Assignment:
The answer should be an exact repeat of the stretch of material below from the line containing "Above is an image. Identify where the elephant ear" through the line containing "Above is an image. Identify where the iv".
───── Data provided ─────
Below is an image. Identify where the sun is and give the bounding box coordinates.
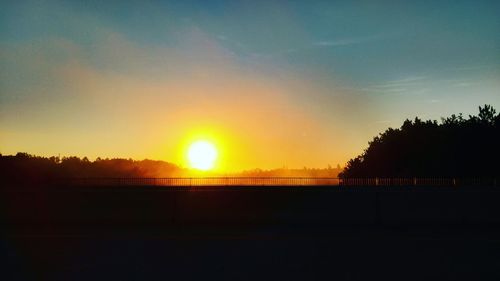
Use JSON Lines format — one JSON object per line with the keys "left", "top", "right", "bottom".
{"left": 187, "top": 140, "right": 218, "bottom": 170}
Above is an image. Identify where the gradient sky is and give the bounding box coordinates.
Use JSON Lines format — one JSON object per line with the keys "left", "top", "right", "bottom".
{"left": 1, "top": 0, "right": 499, "bottom": 171}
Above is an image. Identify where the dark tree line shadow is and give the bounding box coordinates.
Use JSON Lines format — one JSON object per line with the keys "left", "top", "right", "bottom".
{"left": 0, "top": 155, "right": 187, "bottom": 185}
{"left": 0, "top": 157, "right": 342, "bottom": 186}
{"left": 340, "top": 105, "right": 500, "bottom": 178}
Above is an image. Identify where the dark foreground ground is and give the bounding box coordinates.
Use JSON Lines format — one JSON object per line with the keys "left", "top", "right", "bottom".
{"left": 1, "top": 185, "right": 500, "bottom": 280}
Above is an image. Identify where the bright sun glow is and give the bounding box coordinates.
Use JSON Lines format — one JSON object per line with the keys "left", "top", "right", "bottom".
{"left": 187, "top": 140, "right": 218, "bottom": 170}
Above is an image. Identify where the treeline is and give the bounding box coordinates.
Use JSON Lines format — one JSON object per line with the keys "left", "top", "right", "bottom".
{"left": 0, "top": 153, "right": 187, "bottom": 184}
{"left": 239, "top": 166, "right": 342, "bottom": 178}
{"left": 0, "top": 153, "right": 342, "bottom": 185}
{"left": 340, "top": 105, "right": 500, "bottom": 178}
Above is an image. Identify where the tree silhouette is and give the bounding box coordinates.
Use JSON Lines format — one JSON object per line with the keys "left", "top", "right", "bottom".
{"left": 340, "top": 105, "right": 500, "bottom": 178}
{"left": 0, "top": 153, "right": 187, "bottom": 185}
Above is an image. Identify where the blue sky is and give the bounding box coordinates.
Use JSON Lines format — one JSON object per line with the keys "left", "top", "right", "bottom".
{"left": 1, "top": 0, "right": 499, "bottom": 168}
{"left": 3, "top": 1, "right": 498, "bottom": 82}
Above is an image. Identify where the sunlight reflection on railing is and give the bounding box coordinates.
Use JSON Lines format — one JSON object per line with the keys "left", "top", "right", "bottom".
{"left": 58, "top": 177, "right": 497, "bottom": 187}
{"left": 64, "top": 177, "right": 342, "bottom": 186}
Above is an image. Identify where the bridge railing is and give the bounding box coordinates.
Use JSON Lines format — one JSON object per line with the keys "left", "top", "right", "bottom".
{"left": 57, "top": 177, "right": 342, "bottom": 186}
{"left": 53, "top": 177, "right": 497, "bottom": 187}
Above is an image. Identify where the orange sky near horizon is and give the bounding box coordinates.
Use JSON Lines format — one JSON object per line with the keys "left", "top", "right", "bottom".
{"left": 0, "top": 64, "right": 364, "bottom": 172}
{"left": 0, "top": 29, "right": 378, "bottom": 171}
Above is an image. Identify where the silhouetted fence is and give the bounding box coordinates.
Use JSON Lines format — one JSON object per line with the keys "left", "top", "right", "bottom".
{"left": 53, "top": 177, "right": 498, "bottom": 187}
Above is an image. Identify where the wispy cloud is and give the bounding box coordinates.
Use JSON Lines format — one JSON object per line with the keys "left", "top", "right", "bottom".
{"left": 382, "top": 76, "right": 427, "bottom": 86}
{"left": 452, "top": 64, "right": 497, "bottom": 71}
{"left": 247, "top": 34, "right": 382, "bottom": 59}
{"left": 312, "top": 35, "right": 381, "bottom": 48}
{"left": 361, "top": 76, "right": 427, "bottom": 95}
{"left": 453, "top": 81, "right": 479, "bottom": 87}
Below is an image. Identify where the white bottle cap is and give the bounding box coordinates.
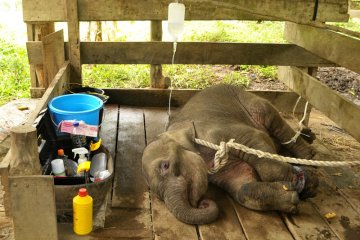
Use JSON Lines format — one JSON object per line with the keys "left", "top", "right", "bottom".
{"left": 51, "top": 159, "right": 66, "bottom": 176}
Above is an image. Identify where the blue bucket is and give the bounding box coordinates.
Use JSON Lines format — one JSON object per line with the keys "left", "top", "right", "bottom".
{"left": 49, "top": 94, "right": 103, "bottom": 127}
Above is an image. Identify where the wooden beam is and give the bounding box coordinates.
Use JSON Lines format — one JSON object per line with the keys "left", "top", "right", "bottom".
{"left": 285, "top": 22, "right": 360, "bottom": 74}
{"left": 42, "top": 30, "right": 65, "bottom": 89}
{"left": 27, "top": 61, "right": 70, "bottom": 126}
{"left": 349, "top": 9, "right": 360, "bottom": 18}
{"left": 104, "top": 88, "right": 308, "bottom": 115}
{"left": 278, "top": 66, "right": 360, "bottom": 142}
{"left": 27, "top": 42, "right": 334, "bottom": 66}
{"left": 7, "top": 125, "right": 41, "bottom": 176}
{"left": 150, "top": 20, "right": 168, "bottom": 89}
{"left": 10, "top": 176, "right": 58, "bottom": 240}
{"left": 112, "top": 107, "right": 149, "bottom": 209}
{"left": 66, "top": 0, "right": 82, "bottom": 84}
{"left": 22, "top": 0, "right": 348, "bottom": 22}
{"left": 81, "top": 42, "right": 333, "bottom": 66}
{"left": 26, "top": 22, "right": 55, "bottom": 97}
{"left": 317, "top": 0, "right": 349, "bottom": 22}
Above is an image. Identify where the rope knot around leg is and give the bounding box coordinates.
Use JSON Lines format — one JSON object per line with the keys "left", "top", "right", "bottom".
{"left": 208, "top": 139, "right": 235, "bottom": 174}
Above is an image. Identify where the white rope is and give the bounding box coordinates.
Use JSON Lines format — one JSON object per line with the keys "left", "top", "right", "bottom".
{"left": 194, "top": 138, "right": 360, "bottom": 174}
{"left": 283, "top": 97, "right": 309, "bottom": 145}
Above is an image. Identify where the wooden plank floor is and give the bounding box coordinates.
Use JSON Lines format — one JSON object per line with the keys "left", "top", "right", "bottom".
{"left": 58, "top": 105, "right": 360, "bottom": 240}
{"left": 66, "top": 105, "right": 360, "bottom": 240}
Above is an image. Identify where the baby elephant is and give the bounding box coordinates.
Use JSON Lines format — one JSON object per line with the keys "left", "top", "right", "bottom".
{"left": 142, "top": 84, "right": 318, "bottom": 224}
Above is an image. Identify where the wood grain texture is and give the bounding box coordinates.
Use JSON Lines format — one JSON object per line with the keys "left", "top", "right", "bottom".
{"left": 285, "top": 22, "right": 360, "bottom": 74}
{"left": 26, "top": 42, "right": 333, "bottom": 66}
{"left": 112, "top": 107, "right": 149, "bottom": 209}
{"left": 309, "top": 177, "right": 360, "bottom": 240}
{"left": 42, "top": 30, "right": 65, "bottom": 89}
{"left": 232, "top": 201, "right": 294, "bottom": 240}
{"left": 7, "top": 125, "right": 41, "bottom": 176}
{"left": 282, "top": 202, "right": 339, "bottom": 240}
{"left": 23, "top": 0, "right": 66, "bottom": 22}
{"left": 198, "top": 186, "right": 246, "bottom": 240}
{"left": 22, "top": 0, "right": 348, "bottom": 22}
{"left": 81, "top": 42, "right": 333, "bottom": 66}
{"left": 66, "top": 0, "right": 81, "bottom": 84}
{"left": 143, "top": 108, "right": 199, "bottom": 240}
{"left": 26, "top": 61, "right": 70, "bottom": 126}
{"left": 90, "top": 208, "right": 152, "bottom": 239}
{"left": 150, "top": 21, "right": 167, "bottom": 89}
{"left": 9, "top": 176, "right": 57, "bottom": 240}
{"left": 99, "top": 104, "right": 119, "bottom": 160}
{"left": 105, "top": 88, "right": 310, "bottom": 119}
{"left": 278, "top": 66, "right": 360, "bottom": 142}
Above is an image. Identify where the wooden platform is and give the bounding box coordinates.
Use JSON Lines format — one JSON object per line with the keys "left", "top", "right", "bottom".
{"left": 56, "top": 104, "right": 360, "bottom": 240}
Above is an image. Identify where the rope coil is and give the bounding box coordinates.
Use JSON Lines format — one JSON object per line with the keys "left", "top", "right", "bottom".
{"left": 194, "top": 138, "right": 360, "bottom": 174}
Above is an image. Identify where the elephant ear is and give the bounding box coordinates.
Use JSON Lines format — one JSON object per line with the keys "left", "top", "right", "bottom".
{"left": 160, "top": 121, "right": 198, "bottom": 153}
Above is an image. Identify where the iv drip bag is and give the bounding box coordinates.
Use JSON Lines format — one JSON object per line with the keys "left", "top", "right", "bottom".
{"left": 168, "top": 2, "right": 185, "bottom": 41}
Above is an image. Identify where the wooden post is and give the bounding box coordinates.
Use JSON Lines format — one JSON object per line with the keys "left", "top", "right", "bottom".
{"left": 67, "top": 0, "right": 82, "bottom": 84}
{"left": 150, "top": 21, "right": 169, "bottom": 89}
{"left": 10, "top": 176, "right": 58, "bottom": 240}
{"left": 5, "top": 125, "right": 58, "bottom": 239}
{"left": 42, "top": 30, "right": 66, "bottom": 88}
{"left": 7, "top": 125, "right": 41, "bottom": 176}
{"left": 27, "top": 22, "right": 55, "bottom": 98}
{"left": 0, "top": 125, "right": 41, "bottom": 216}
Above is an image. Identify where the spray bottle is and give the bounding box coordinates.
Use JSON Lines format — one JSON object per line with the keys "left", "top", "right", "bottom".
{"left": 72, "top": 147, "right": 89, "bottom": 165}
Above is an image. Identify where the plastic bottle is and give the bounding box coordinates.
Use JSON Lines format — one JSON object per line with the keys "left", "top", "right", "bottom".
{"left": 72, "top": 147, "right": 89, "bottom": 165}
{"left": 89, "top": 152, "right": 107, "bottom": 177}
{"left": 168, "top": 2, "right": 185, "bottom": 42}
{"left": 57, "top": 149, "right": 77, "bottom": 176}
{"left": 73, "top": 188, "right": 93, "bottom": 235}
{"left": 70, "top": 121, "right": 87, "bottom": 148}
{"left": 51, "top": 159, "right": 66, "bottom": 176}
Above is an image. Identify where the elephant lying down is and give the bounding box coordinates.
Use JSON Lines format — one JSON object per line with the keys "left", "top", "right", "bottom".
{"left": 142, "top": 84, "right": 319, "bottom": 224}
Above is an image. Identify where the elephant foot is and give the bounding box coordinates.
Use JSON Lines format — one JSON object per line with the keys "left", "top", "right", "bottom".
{"left": 292, "top": 166, "right": 319, "bottom": 200}
{"left": 236, "top": 181, "right": 300, "bottom": 213}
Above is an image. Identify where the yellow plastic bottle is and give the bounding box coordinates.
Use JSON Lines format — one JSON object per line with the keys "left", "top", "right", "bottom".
{"left": 73, "top": 188, "right": 93, "bottom": 235}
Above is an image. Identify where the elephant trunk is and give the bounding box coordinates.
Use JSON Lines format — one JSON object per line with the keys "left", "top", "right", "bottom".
{"left": 163, "top": 176, "right": 219, "bottom": 225}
─────
Reply to the task:
Above is an image. Identify where the elephant ear is and give the bounding box coordinates.
Use JSON Lines format — one JSON object per line with the keys "left", "top", "right", "bottom".
{"left": 160, "top": 121, "right": 198, "bottom": 153}
Above is an image. Identify where the iv drip bag is and give the bounding box coordinates.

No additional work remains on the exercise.